» **EXTRACTED TEXT**:
————————

Our team is young, creative, and passionate. We have more than 50 employees with their diverse experience working in start-up companies.
Description:
About your responsibilities for the Role:
- Perform data exploration, data cleaning, data imputation, and feature engineering on unstructured and structured data.
- Build the infrastructure for optimal extraction, transformation, and loading (ETL) of data from a wide variety of data sources.
- Develop and maintain optimal data pipeline architecture for training statistical and machine learning models such as regression and classification.
- Develop and maintain evaluations to measure the effectiveness of training data. This includes measuring the capabilities of models on a variety of tasks and domains.
- Collaborate with data scientists and machine learning engineers to develop a comprehensive data science/machine learning solution pipeline.
Requirements:
What you need to have (Minimum Qualifications):
- Bachelor’s degree from computer science or related fields, or equivalent software engineering experience.

————————

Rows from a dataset
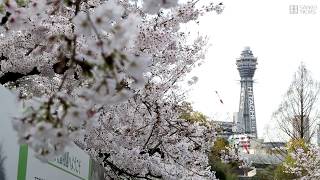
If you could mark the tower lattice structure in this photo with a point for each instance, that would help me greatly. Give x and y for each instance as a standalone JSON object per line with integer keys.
{"x": 246, "y": 119}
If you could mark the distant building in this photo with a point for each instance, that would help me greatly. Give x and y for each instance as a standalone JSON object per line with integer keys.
{"x": 224, "y": 129}
{"x": 242, "y": 142}
{"x": 246, "y": 117}
{"x": 301, "y": 128}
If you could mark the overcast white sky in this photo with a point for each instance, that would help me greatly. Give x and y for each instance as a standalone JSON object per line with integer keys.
{"x": 279, "y": 39}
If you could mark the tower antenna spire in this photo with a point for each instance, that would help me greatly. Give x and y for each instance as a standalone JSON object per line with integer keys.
{"x": 246, "y": 121}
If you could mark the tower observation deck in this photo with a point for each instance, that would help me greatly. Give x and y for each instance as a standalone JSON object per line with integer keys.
{"x": 246, "y": 119}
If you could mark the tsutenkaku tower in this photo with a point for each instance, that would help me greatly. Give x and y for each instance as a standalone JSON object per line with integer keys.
{"x": 246, "y": 119}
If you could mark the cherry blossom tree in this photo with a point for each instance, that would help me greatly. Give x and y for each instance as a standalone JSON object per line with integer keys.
{"x": 304, "y": 162}
{"x": 104, "y": 74}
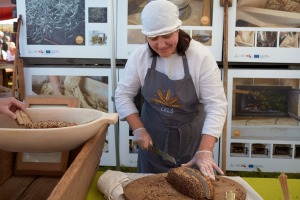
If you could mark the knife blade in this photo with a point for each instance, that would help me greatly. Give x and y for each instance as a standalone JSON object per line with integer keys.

————————

» **OBJECTIVE 1**:
How many employees does the job posting say the team has?
» **OBJECTIVE 2**:
Recast the part of the entries that opens with the line containing "If you could mark the tower antenna" and runs through the end of the entries as a JSON list of strings, one string per line, with blank lines dropped. Leave the pictures out.
The job posting and the entries have nothing to do with each other.

» **CORRECT RESULT 1**:
More than 50.

» **CORRECT RESULT 2**:
[
  "If you could mark the tower antenna spire in this photo with a point for each instance, that would help me greatly. Give x and y for each instance as a standalone JSON object per line with integer keys.",
  "{\"x\": 246, \"y\": 121}",
  "If you could mark the tower observation deck in this photo with a point for each instance, that would help me greatly. Give x and y for each instance as a standalone JSON object per line with integer keys.",
  "{\"x\": 246, \"y\": 119}",
  "If you could mark the tsutenkaku tower in this photo with a point for each instance, that would help me greatly. Give x and y for each instance as a standalone JSON object per line with integer keys.",
  "{\"x\": 246, \"y\": 119}",
  "If you could mark the cherry blossom tree in this photo with a point for each instance, that would help me greatly. Give x and y for each instance as a standalone JSON object per line with integer keys.",
  "{\"x\": 304, \"y\": 162}",
  "{\"x\": 104, \"y\": 74}",
  "If you could mark the knife blade in this photo with a point for each instance, that would help me greatly. Give x and y for each instance as a standalone JSON object per line with integer keys."
]